From the line with "Could you please point to the tall" onward, reproduce each line of the entries exactly, ending at the last one, and add nothing.

[Point-per-instance localization data]
◆ ◆ ◆ ◆ ◆ ◆ ◆

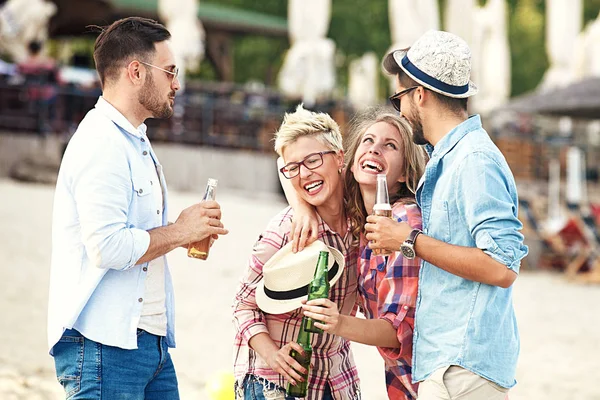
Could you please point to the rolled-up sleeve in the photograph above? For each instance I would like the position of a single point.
(488, 203)
(102, 190)
(397, 293)
(248, 319)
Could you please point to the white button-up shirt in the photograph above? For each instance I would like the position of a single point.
(103, 208)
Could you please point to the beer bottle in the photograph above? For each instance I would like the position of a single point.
(301, 388)
(382, 207)
(200, 249)
(318, 288)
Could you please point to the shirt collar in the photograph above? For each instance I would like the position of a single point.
(454, 136)
(115, 115)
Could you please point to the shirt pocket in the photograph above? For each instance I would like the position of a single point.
(142, 203)
(440, 218)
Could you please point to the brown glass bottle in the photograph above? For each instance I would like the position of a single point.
(200, 249)
(382, 207)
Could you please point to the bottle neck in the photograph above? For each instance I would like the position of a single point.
(321, 270)
(210, 193)
(382, 192)
(303, 335)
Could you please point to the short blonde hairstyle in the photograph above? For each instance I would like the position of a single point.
(308, 123)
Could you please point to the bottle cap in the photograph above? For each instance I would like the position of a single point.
(212, 182)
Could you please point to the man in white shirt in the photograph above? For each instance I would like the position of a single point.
(111, 310)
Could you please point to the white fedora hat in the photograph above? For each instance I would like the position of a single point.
(287, 275)
(439, 61)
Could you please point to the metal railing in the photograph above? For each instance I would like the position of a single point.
(210, 114)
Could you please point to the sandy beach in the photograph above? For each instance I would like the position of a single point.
(559, 321)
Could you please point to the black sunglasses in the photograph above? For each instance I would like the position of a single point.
(395, 98)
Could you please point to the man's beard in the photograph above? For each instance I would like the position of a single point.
(149, 99)
(417, 127)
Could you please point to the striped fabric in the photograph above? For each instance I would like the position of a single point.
(388, 290)
(332, 360)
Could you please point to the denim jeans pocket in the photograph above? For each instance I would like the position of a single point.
(68, 360)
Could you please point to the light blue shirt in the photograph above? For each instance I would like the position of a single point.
(103, 208)
(468, 197)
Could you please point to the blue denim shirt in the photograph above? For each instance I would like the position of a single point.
(103, 208)
(468, 197)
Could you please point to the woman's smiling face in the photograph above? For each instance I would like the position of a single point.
(380, 151)
(316, 186)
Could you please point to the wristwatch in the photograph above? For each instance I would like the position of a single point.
(408, 247)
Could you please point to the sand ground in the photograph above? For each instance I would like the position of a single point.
(559, 321)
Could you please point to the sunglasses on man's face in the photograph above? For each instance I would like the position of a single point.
(395, 98)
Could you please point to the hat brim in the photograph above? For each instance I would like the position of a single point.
(272, 306)
(399, 55)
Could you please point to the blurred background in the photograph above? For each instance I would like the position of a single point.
(244, 63)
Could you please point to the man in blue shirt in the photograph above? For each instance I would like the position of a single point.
(466, 341)
(111, 311)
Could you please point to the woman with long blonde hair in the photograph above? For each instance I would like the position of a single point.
(378, 142)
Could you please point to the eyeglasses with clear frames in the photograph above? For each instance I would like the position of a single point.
(174, 73)
(311, 161)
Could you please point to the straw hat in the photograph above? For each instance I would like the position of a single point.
(286, 276)
(439, 61)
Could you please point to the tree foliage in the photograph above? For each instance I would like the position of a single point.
(360, 26)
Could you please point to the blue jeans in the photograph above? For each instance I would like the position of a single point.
(255, 388)
(91, 370)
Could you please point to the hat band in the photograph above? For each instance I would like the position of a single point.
(299, 292)
(430, 80)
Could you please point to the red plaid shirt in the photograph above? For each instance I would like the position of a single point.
(332, 359)
(387, 289)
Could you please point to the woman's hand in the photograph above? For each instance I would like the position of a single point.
(385, 233)
(281, 362)
(325, 311)
(305, 227)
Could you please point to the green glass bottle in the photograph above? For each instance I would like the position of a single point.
(301, 388)
(319, 287)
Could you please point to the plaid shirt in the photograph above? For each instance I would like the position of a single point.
(332, 359)
(388, 290)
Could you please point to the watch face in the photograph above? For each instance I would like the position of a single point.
(407, 251)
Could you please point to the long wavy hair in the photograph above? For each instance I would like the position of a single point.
(414, 164)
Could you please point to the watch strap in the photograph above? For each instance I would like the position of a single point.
(412, 236)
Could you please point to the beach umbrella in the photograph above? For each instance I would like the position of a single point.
(308, 71)
(187, 33)
(409, 20)
(21, 22)
(362, 85)
(563, 24)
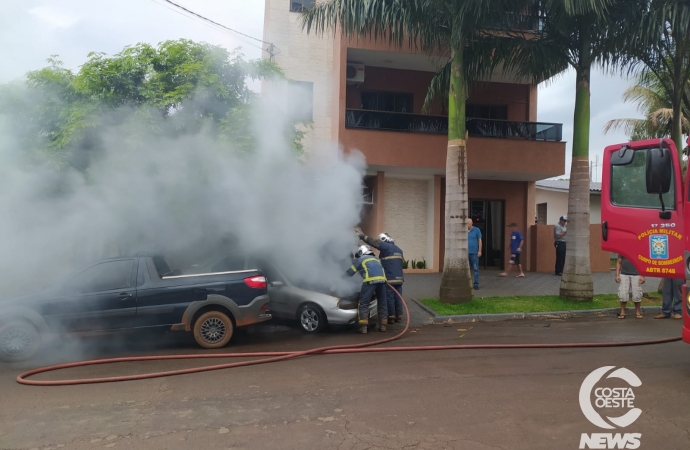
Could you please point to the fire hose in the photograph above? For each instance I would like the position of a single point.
(267, 357)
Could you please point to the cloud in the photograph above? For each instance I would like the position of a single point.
(55, 17)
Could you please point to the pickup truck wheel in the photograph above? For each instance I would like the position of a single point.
(311, 318)
(19, 341)
(213, 330)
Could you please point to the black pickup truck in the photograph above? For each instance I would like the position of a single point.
(134, 292)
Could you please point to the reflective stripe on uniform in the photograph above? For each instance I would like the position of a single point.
(367, 278)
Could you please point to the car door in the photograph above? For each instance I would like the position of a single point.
(101, 297)
(644, 228)
(279, 290)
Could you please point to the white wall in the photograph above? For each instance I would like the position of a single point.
(303, 58)
(406, 217)
(557, 205)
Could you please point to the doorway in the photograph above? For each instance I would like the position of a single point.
(489, 217)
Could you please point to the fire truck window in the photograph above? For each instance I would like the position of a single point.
(629, 185)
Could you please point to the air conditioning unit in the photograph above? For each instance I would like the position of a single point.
(355, 73)
(367, 196)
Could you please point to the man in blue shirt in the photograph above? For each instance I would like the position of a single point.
(516, 241)
(474, 249)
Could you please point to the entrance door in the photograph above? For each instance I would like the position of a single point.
(488, 216)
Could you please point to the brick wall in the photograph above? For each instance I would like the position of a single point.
(406, 217)
(543, 254)
(303, 58)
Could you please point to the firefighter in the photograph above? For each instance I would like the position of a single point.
(391, 257)
(374, 283)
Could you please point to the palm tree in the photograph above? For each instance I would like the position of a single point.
(662, 46)
(581, 40)
(655, 103)
(454, 28)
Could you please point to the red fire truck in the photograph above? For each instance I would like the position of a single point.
(644, 208)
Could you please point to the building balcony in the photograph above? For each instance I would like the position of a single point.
(496, 150)
(418, 123)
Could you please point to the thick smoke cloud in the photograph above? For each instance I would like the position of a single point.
(187, 197)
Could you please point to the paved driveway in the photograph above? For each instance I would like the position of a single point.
(434, 400)
(491, 285)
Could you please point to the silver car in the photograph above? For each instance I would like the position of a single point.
(314, 310)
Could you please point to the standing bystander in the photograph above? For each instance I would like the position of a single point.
(672, 299)
(474, 249)
(516, 241)
(630, 284)
(559, 232)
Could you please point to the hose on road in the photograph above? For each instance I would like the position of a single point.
(267, 357)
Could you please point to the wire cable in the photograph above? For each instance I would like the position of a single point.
(177, 8)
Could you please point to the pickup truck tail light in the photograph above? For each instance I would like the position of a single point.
(256, 282)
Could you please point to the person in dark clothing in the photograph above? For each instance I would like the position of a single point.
(559, 232)
(373, 283)
(672, 299)
(630, 285)
(391, 257)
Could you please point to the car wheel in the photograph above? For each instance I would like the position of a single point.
(312, 318)
(18, 341)
(213, 329)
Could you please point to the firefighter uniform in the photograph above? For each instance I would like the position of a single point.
(373, 283)
(392, 261)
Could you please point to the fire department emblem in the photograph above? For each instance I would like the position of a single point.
(658, 246)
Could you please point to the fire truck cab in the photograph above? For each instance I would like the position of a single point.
(644, 209)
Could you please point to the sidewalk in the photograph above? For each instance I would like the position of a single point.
(418, 286)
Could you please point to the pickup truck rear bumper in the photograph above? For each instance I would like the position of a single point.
(254, 312)
(337, 316)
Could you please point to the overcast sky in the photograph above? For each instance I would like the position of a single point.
(32, 30)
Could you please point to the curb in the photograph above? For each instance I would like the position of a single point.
(465, 318)
(428, 310)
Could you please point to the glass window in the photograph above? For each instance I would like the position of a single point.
(301, 5)
(106, 276)
(629, 185)
(301, 100)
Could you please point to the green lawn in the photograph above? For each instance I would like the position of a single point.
(496, 305)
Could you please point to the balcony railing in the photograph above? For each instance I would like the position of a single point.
(417, 123)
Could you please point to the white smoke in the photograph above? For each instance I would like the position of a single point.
(181, 196)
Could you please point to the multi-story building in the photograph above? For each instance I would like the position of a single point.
(368, 96)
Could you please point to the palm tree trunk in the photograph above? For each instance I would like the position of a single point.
(577, 283)
(676, 124)
(456, 283)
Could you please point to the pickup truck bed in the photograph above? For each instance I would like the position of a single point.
(128, 293)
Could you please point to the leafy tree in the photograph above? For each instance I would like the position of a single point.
(579, 39)
(654, 102)
(660, 43)
(176, 88)
(464, 30)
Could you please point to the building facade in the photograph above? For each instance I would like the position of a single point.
(552, 201)
(368, 96)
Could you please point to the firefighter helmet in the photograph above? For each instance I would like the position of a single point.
(363, 250)
(385, 238)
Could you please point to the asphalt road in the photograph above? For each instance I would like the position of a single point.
(473, 399)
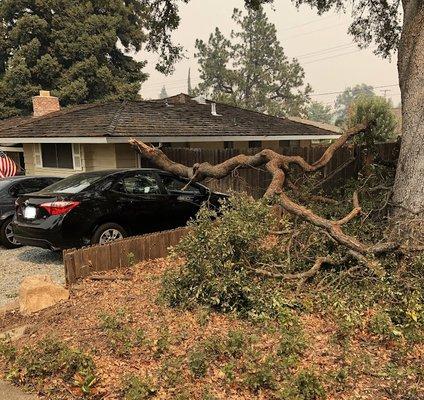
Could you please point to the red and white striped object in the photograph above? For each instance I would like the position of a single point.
(7, 166)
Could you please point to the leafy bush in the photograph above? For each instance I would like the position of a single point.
(219, 254)
(309, 386)
(135, 388)
(122, 339)
(198, 363)
(261, 375)
(51, 358)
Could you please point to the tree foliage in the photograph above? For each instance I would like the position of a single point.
(348, 97)
(320, 112)
(163, 93)
(250, 69)
(80, 49)
(377, 112)
(375, 21)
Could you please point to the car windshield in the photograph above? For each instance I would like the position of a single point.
(73, 184)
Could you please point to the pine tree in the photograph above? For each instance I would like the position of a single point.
(189, 88)
(250, 69)
(163, 93)
(79, 50)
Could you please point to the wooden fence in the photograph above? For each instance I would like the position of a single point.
(80, 263)
(83, 262)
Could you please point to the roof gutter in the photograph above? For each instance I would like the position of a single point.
(166, 139)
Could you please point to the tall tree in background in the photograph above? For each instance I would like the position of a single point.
(189, 87)
(163, 93)
(79, 49)
(394, 26)
(250, 69)
(375, 109)
(319, 112)
(348, 97)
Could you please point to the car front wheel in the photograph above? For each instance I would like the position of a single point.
(7, 237)
(108, 233)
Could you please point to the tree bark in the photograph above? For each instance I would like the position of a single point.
(408, 193)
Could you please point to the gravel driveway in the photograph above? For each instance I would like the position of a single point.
(15, 264)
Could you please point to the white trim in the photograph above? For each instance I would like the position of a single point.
(7, 149)
(53, 140)
(167, 139)
(77, 164)
(38, 156)
(239, 138)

◆ ◆ ◆ ◆ ◆ ◆ ◆

■ Problem solution
Could you please point to the tall tree in background in the photograph above? For each instance I would like the position of a single point.
(189, 87)
(163, 93)
(79, 49)
(394, 26)
(250, 69)
(375, 109)
(319, 112)
(348, 97)
Could you please point to the car front wheel in the photograph above? For each instance I would like the position of a single point.
(7, 237)
(108, 233)
Could you please point to the tree bark in the photograph above? For each instance I would like the position of a single point.
(408, 193)
Could you please point to the gravel driveway in the photograph above? For each instance I would like the position of a single point.
(15, 264)
Could you please point to the white trim in the photograph above? For each instance I would like the position of a single point.
(7, 149)
(53, 140)
(167, 139)
(77, 164)
(38, 156)
(239, 138)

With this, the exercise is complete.